Outline labeling records
────────────────────────────────────────
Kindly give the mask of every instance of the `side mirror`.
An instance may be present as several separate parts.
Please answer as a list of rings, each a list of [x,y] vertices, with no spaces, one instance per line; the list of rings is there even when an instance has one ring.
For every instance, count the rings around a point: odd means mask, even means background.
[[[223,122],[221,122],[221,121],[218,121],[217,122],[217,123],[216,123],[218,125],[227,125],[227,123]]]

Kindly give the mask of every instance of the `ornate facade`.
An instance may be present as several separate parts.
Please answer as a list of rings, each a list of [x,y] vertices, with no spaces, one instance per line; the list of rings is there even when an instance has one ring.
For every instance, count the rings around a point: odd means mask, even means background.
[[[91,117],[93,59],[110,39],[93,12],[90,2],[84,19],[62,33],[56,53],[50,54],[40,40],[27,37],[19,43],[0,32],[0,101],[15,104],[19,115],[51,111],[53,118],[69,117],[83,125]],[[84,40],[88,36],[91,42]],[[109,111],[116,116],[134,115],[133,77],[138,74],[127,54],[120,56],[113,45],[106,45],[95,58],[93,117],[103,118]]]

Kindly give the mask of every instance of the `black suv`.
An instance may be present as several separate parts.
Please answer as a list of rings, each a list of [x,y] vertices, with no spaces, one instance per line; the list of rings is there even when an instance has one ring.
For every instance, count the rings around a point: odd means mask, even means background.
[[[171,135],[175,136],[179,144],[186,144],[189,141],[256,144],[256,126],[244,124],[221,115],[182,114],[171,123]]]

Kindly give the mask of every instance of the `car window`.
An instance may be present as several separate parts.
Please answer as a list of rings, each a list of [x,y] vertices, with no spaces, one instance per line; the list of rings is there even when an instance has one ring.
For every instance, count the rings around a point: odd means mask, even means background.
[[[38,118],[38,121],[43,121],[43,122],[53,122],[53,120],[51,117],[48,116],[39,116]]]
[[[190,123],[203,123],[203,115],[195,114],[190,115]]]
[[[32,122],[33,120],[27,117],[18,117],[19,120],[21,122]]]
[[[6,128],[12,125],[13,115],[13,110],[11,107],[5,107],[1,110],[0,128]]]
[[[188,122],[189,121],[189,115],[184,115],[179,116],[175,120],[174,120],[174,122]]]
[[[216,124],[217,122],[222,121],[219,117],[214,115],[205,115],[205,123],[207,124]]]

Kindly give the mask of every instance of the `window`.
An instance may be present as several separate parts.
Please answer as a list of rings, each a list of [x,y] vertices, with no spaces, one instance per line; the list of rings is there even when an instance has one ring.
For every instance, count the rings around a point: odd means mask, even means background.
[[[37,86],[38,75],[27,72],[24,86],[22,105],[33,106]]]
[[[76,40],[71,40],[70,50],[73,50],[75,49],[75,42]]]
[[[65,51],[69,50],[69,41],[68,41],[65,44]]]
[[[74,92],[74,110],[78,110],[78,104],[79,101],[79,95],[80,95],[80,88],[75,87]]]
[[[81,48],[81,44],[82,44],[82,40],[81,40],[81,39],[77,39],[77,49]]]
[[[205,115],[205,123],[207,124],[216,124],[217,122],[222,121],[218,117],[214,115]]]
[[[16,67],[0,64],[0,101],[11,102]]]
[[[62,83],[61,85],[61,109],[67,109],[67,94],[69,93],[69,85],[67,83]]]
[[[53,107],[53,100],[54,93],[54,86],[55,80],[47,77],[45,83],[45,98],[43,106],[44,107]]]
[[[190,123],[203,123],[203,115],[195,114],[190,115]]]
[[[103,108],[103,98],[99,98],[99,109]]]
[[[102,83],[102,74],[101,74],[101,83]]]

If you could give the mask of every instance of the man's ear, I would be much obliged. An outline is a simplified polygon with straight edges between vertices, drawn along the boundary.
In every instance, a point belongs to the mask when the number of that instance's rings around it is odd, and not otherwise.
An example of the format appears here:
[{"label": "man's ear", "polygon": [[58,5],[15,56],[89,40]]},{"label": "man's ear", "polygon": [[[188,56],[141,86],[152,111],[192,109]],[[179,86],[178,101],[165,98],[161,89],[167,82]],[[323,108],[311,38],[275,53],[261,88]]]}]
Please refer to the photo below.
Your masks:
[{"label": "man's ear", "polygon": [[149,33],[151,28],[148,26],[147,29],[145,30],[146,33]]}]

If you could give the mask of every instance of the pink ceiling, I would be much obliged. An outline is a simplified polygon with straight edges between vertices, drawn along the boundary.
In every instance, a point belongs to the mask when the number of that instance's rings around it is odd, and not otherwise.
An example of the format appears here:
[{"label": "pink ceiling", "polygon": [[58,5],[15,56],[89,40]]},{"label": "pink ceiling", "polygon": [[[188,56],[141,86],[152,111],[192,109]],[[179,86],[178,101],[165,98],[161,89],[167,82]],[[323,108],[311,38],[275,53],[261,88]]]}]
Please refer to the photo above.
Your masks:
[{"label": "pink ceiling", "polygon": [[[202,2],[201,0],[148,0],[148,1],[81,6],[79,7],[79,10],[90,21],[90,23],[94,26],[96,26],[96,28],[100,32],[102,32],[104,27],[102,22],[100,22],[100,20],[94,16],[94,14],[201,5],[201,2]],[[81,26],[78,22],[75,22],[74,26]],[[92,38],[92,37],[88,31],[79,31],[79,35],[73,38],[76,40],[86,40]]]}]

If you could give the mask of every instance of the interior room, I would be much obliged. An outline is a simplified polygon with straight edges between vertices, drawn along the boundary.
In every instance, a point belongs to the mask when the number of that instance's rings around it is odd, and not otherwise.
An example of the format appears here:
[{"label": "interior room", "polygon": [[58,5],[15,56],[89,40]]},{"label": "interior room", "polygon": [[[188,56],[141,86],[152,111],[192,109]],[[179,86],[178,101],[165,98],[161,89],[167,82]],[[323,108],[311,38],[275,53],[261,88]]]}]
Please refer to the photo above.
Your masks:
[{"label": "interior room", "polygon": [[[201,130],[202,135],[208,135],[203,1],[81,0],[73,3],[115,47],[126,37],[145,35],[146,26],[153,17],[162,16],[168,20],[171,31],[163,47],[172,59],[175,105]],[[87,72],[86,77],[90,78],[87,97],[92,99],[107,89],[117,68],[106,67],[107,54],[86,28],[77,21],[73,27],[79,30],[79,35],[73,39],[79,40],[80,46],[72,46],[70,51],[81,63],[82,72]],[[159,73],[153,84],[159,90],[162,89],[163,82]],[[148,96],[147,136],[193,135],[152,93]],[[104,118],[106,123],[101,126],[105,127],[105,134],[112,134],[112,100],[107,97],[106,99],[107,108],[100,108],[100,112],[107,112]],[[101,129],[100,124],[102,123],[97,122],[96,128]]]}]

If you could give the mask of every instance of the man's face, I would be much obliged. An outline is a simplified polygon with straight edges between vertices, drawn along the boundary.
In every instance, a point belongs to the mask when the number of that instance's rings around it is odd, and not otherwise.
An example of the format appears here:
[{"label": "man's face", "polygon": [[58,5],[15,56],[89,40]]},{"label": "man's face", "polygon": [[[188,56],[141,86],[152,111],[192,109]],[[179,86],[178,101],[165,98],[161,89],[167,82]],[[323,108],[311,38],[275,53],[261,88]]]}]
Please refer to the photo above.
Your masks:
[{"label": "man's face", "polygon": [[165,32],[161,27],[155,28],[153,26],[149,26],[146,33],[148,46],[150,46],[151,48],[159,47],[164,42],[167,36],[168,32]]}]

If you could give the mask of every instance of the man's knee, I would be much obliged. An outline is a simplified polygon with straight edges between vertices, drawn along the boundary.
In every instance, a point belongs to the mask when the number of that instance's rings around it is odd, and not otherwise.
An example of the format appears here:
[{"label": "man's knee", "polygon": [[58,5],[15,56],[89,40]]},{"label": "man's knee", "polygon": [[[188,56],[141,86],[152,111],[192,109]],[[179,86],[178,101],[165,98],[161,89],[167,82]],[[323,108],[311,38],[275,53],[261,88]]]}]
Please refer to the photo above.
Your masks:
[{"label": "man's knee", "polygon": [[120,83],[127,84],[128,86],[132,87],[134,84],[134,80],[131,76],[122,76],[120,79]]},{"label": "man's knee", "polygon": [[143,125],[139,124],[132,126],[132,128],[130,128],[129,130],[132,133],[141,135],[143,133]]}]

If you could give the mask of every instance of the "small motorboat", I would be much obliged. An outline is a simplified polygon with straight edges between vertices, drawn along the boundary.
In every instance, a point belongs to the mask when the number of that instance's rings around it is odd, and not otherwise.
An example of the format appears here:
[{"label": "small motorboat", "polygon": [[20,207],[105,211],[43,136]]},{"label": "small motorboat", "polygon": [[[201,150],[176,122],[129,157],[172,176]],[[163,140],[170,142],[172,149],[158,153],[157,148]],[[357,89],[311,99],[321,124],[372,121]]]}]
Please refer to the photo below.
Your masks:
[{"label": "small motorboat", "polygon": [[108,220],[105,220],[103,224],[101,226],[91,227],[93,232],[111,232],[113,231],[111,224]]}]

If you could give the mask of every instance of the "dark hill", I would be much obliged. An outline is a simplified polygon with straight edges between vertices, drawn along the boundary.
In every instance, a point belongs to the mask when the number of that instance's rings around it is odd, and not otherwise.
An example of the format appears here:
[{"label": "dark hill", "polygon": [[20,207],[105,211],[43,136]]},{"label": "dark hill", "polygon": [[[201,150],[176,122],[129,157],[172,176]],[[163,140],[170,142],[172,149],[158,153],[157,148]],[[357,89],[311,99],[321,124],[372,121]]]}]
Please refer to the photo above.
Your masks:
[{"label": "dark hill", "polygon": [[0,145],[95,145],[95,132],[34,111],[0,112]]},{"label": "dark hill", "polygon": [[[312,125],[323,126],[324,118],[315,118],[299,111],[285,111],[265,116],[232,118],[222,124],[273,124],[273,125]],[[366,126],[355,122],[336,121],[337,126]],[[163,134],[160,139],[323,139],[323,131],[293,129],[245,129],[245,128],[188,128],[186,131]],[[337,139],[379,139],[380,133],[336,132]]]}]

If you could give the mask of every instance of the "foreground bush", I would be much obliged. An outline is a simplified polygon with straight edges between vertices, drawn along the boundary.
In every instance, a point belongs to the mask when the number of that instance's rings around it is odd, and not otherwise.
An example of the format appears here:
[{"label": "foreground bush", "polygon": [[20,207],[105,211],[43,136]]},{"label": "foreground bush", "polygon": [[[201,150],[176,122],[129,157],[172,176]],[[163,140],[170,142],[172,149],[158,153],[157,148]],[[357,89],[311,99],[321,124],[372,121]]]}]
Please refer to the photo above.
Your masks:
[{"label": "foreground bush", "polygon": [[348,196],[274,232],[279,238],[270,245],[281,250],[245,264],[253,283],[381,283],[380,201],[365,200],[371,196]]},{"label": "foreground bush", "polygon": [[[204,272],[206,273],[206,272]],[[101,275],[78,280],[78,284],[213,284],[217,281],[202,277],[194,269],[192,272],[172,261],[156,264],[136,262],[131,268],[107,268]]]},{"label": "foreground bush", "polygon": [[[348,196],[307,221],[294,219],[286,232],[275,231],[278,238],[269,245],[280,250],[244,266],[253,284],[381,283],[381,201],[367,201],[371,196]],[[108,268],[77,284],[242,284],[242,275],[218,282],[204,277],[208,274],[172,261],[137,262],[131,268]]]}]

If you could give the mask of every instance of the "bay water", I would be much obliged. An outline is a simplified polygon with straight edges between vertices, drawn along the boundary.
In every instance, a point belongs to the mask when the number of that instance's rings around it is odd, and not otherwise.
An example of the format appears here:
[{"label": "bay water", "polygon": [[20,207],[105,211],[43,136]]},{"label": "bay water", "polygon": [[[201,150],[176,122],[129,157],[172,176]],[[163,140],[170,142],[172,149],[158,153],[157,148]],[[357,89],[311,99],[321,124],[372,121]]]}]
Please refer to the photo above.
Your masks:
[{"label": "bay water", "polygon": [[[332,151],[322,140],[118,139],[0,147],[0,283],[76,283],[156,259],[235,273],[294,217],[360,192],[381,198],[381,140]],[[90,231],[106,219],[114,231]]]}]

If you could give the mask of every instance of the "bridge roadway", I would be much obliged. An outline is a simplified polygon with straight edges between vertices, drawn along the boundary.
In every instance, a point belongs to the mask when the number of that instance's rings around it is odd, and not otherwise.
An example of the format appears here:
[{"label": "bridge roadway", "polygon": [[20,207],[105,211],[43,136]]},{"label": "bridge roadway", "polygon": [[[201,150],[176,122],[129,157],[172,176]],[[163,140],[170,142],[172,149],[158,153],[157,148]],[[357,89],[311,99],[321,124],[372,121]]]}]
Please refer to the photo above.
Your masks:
────────────────────────────────────────
__Task statement__
Collect every line of the data above that contains the string "water".

__Correct result__
If you could give the mask of every instance of the "bay water", I would be much obliged. An outline is a simplified polygon with straight edges between vertices, drawn along the boundary.
[{"label": "bay water", "polygon": [[20,207],[105,211],[43,136]]},{"label": "bay water", "polygon": [[[201,150],[176,122],[129,157],[172,176]],[[163,140],[170,142],[172,149],[158,153],[157,148]],[[357,89],[311,99],[321,124],[372,121]]]}]
[{"label": "bay water", "polygon": [[[332,151],[322,140],[118,139],[0,147],[0,283],[76,283],[156,259],[235,273],[294,217],[360,192],[381,198],[381,140]],[[90,231],[106,219],[114,231]]]}]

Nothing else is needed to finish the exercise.